| Extracted records |
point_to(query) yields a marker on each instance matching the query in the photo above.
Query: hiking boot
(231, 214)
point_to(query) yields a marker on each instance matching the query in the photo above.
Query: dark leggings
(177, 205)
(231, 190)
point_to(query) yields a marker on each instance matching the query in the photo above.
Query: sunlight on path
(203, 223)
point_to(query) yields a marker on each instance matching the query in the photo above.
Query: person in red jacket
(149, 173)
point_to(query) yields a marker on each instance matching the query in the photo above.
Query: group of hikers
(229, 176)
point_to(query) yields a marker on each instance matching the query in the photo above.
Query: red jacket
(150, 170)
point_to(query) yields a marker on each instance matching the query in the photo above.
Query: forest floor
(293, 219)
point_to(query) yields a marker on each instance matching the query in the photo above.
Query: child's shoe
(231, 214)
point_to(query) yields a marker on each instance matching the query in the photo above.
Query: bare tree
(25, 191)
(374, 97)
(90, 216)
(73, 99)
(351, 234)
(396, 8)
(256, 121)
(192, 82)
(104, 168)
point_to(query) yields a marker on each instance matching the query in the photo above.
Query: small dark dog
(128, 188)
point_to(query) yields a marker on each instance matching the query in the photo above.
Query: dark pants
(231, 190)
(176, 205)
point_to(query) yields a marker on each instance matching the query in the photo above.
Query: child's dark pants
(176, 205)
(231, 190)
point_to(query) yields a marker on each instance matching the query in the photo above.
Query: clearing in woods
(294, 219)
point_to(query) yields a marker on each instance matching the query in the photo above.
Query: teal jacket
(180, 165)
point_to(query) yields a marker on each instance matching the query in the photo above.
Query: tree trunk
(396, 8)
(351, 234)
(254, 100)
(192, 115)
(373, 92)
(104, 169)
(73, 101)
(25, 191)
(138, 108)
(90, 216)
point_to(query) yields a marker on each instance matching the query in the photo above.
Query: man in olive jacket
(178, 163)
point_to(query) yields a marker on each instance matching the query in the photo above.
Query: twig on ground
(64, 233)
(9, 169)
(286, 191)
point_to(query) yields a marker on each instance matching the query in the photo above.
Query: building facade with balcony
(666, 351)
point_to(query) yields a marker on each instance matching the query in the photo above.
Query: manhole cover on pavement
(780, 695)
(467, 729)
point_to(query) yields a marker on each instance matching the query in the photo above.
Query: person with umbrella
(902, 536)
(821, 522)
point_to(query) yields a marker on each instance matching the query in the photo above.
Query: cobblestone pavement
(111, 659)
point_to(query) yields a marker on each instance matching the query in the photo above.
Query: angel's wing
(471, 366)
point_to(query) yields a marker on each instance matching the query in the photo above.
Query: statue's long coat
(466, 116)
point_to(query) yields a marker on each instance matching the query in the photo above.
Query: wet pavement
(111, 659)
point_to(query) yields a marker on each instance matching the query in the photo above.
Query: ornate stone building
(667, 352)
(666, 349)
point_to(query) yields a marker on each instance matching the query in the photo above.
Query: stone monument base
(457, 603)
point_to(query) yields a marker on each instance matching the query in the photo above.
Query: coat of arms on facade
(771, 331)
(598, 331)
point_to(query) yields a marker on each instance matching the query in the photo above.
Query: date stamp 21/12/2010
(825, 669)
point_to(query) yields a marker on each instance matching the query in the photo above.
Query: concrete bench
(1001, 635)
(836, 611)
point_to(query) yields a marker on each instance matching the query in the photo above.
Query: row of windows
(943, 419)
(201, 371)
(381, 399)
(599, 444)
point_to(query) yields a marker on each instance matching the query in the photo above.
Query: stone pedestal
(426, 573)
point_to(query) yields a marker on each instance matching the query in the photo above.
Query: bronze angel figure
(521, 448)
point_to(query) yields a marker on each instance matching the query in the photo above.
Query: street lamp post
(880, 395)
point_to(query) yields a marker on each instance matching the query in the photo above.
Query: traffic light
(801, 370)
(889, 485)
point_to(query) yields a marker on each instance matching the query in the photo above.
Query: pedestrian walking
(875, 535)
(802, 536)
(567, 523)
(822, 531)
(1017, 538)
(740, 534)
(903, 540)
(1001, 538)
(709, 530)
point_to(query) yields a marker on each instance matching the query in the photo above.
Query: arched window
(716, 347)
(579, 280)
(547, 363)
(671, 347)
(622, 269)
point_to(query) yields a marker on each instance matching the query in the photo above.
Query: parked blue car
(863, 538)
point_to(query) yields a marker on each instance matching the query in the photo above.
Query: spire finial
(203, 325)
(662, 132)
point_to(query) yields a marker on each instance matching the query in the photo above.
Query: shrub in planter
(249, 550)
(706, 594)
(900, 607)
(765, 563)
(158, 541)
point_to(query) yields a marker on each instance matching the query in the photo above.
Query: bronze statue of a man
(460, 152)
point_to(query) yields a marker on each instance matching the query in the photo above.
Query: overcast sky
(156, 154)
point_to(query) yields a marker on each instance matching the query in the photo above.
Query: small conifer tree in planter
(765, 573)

| Exercise details |
Recopy the whole listing exactly.

| Your response |
point_to(query) yields a marker on each instance matching the query in the photo above.
Query: hiking boot
(231, 214)
point_to(query) yields a marker on each instance matching the query in the photo above.
Query: dark leggings
(177, 205)
(231, 190)
point_to(query) yields a marker on each instance matching the query in the photo above.
Query: sunlight on path
(203, 223)
point_to(query) yields a marker on each instance matching the query in the photo above.
Query: person in red jacket
(149, 173)
point_to(query) yields a marker on each instance matching the query in the photo above.
Query: group of hikers
(229, 176)
point_to(query) yields a marker on each instance matching the query in the photo above.
Query: red jacket
(150, 170)
point_to(query) yields a marker on each instance matching the query in the photo above.
Query: forest floor
(293, 219)
point_to(query) yields a marker on each instance matching the query in the photo above.
Query: child's shoe
(231, 214)
point_to(query) yields a marker on each instance matching the query in the photo above.
Query: bare tree
(25, 191)
(374, 97)
(90, 216)
(73, 99)
(351, 234)
(396, 8)
(256, 121)
(192, 82)
(104, 168)
point_to(query) yields a marker on each instance matching the query in the photo above.
Query: small dark dog
(128, 188)
point_to(query) yields a marker on each instance matching the query in the photo above.
Query: dark pants
(231, 190)
(176, 205)
point_to(query) yields a marker on each instance matching the query in the photo above.
Query: child's dark pants
(176, 205)
(231, 190)
point_to(query) yields a marker on each instance matching the query in the photo above.
Query: clearing in woods
(294, 219)
point_to(query) yields a marker on each instance matching the query in the photo above.
Query: teal jacket
(180, 165)
point_to(query) yields a marker on each instance matching the query in the photo above.
Query: tree trunk
(396, 8)
(351, 234)
(254, 100)
(192, 115)
(373, 92)
(104, 169)
(73, 101)
(25, 191)
(138, 108)
(90, 216)
point_to(query) yields a marker on each instance matching the query in the photo above.
Query: man in olive jacket
(178, 163)
point_to(query) yields a marker on each instance matching the query in the photo above.
Query: twig on ground
(64, 233)
(9, 169)
(286, 191)
point_to(query) yields a marker on each instance matching the query in the photo above.
Query: building facade with balcony
(666, 351)
point_to(query) yields a marker on each instance matching the query in the photo above.
Query: manhole cover on pavement
(780, 695)
(467, 729)
point_to(query) yields a marker on each instance matching the query in the photo above.
Query: person with umbrella
(902, 536)
(821, 522)
point_to(query) yields a marker on each instance matching the query in the photo above.
Query: cobblestone pavement
(111, 659)
point_to(query) yields a marker on each instance matching the query in the photo above.
Query: angel's wing
(471, 366)
point_to(query) yields a marker on each instance matching the query in the photo above.
Query: statue's long coat
(466, 116)
point_to(query) yields a marker on each instance matching the query in the photo above.
Query: wet pavement
(111, 659)
point_to(query) yields a marker on each instance matching the query in the photo above.
Query: ornate stone building
(667, 352)
(666, 349)
point_to(query) yields a marker on each instance matching the query in the photo above.
Query: stone monument base
(457, 603)
point_to(query) yields a marker on each instance matching the query in the photo above.
Query: coat of arms on facade
(771, 331)
(598, 331)
point_to(query) yields a marker on each instance matching the query in the photo above.
Query: date stamp 21/12/2010
(825, 669)
point_to(query) yields a marker on each instance matching the query in the photo above.
Query: concrete bench
(1001, 635)
(836, 611)
point_to(query) yields a marker on each instance matching the query in the photo above.
Query: row of windows
(943, 419)
(201, 371)
(381, 399)
(599, 444)
point_to(query) yields a marker on each instance matching the query in the photo above.
Query: stone pedestal
(426, 573)
point_to(query) yields a marker on each instance matching the query in the photo above.
Query: bronze angel figure
(521, 448)
point_to(query) yields a marker on each instance matching the query in the photo above.
Query: street lamp post
(880, 395)
point_to(query) yields a marker on each instance matching the query in the photo above.
Query: traffic light
(801, 370)
(889, 485)
point_to(query) yields a marker on each instance matching the query in the photo above.
Query: pedestrian walking
(875, 535)
(802, 536)
(567, 523)
(822, 531)
(1017, 538)
(740, 534)
(903, 540)
(1001, 538)
(709, 530)
point_to(query) yields a marker on each instance matching the query in the photo above.
Query: arched window
(716, 347)
(579, 280)
(547, 363)
(671, 347)
(622, 269)
point_to(query) yields a marker on each instance matching the query in the photo above.
Query: parked blue car
(863, 538)
point_to(query) yields a marker on each instance matching the query in the photo above.
Query: spire finial
(203, 325)
(662, 132)
point_to(query) yields a marker on each instance matching the query in the photo above.
Query: shrub in planter
(249, 550)
(706, 594)
(900, 607)
(765, 563)
(158, 541)
point_to(query) yields a marker on each instance matching the query in the photo above.
Query: bronze statue of a man
(460, 152)
point_to(query) yields a marker on each instance matching the query in the photo above.
Query: overcast sky
(156, 154)
point_to(query) yields a marker on each instance matching the query in the photo above.
Query: small conifer tree in planter
(765, 573)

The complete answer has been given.